- TAREFA 1
Transcreva sem alterações as linhas da listagem, do início da listagem até à linha que contém "point(260, 262)", incluindo esta.

Têm sido frequentes os relatos de violência física e psicológica cometidos sobre os 'caloiros', tanto nas grandes universidades como nos estabelecimentos de menor dimensão[1]. Os movimentos anti-praxe que entretanto surgiram opõem-se às tradições da Praxe, remetendo para aspectos obscuros e desonrosos destas tradições. Afirmam que o número de relatos é inferior ao número de incidentes que realmente acontecem, enquanto que aqueles vinculados à Praxe negam vigorosamente estas acusações. Assim a sociedade vê-se também dividida entre as duas versões, mantendo-se o actual status quo. Note-se que estes movimentos se opõem ao "gozo ao caloiro" e não a outras actividades académicas mais inofensivas, tais como a Benção de Finalistas, o Baile de Finalistas, as festas académicas, a Queima das Fitas ou a Semana Académica, os jantares académicos, entre outras. Regra geral a adesão à Praxe dos estudantes e a sua participação nas actividades académicas (incluindo o "gozo ao caloiro") tem sido elevada.

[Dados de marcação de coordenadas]
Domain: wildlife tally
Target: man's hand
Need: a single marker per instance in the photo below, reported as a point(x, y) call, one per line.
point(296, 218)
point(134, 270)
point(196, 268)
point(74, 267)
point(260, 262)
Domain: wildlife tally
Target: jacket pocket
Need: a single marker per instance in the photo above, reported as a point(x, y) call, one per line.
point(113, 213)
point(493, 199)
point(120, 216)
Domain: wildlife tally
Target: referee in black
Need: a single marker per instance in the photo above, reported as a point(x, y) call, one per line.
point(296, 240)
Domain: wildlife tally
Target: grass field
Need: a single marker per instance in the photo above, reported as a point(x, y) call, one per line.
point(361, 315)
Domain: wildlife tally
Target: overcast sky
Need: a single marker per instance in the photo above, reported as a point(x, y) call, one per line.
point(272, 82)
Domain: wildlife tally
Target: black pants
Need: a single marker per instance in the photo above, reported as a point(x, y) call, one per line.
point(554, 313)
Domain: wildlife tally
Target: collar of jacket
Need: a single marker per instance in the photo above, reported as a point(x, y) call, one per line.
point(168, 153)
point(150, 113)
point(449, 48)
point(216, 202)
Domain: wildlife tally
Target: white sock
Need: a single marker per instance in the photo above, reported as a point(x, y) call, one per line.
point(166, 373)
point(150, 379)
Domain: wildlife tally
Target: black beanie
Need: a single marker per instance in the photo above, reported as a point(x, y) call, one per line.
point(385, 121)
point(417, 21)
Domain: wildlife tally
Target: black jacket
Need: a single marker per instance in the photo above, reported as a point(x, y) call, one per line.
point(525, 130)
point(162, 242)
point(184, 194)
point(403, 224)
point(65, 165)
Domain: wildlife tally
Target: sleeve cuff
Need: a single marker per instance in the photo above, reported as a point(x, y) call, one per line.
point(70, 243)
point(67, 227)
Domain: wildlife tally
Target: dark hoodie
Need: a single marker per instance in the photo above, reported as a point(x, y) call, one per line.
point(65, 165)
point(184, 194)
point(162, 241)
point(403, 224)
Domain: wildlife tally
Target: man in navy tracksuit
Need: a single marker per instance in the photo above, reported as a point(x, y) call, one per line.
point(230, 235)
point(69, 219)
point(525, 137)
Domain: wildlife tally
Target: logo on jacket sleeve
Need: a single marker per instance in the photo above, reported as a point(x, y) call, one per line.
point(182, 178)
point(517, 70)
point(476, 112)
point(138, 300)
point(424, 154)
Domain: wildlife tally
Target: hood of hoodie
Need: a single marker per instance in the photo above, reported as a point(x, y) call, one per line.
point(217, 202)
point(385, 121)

- TAREFA 2
Enumere, uma por linha, as atividades académicas que o trecho sobre a Praxe apresenta como mais inofensivas.

- RESPOSTA 1
Domain: wildlife tally
Target: man's hand
Need: a single marker per instance in the photo below, reported as a point(x, y) call, one per line.
point(296, 218)
point(134, 270)
point(196, 268)
point(74, 267)
point(260, 262)

- RESPOSTA 2
Benção de Finalistas
Baile de Finalistas
festas académicas
Queima das Fitas ou Semana Académica
jantares académicos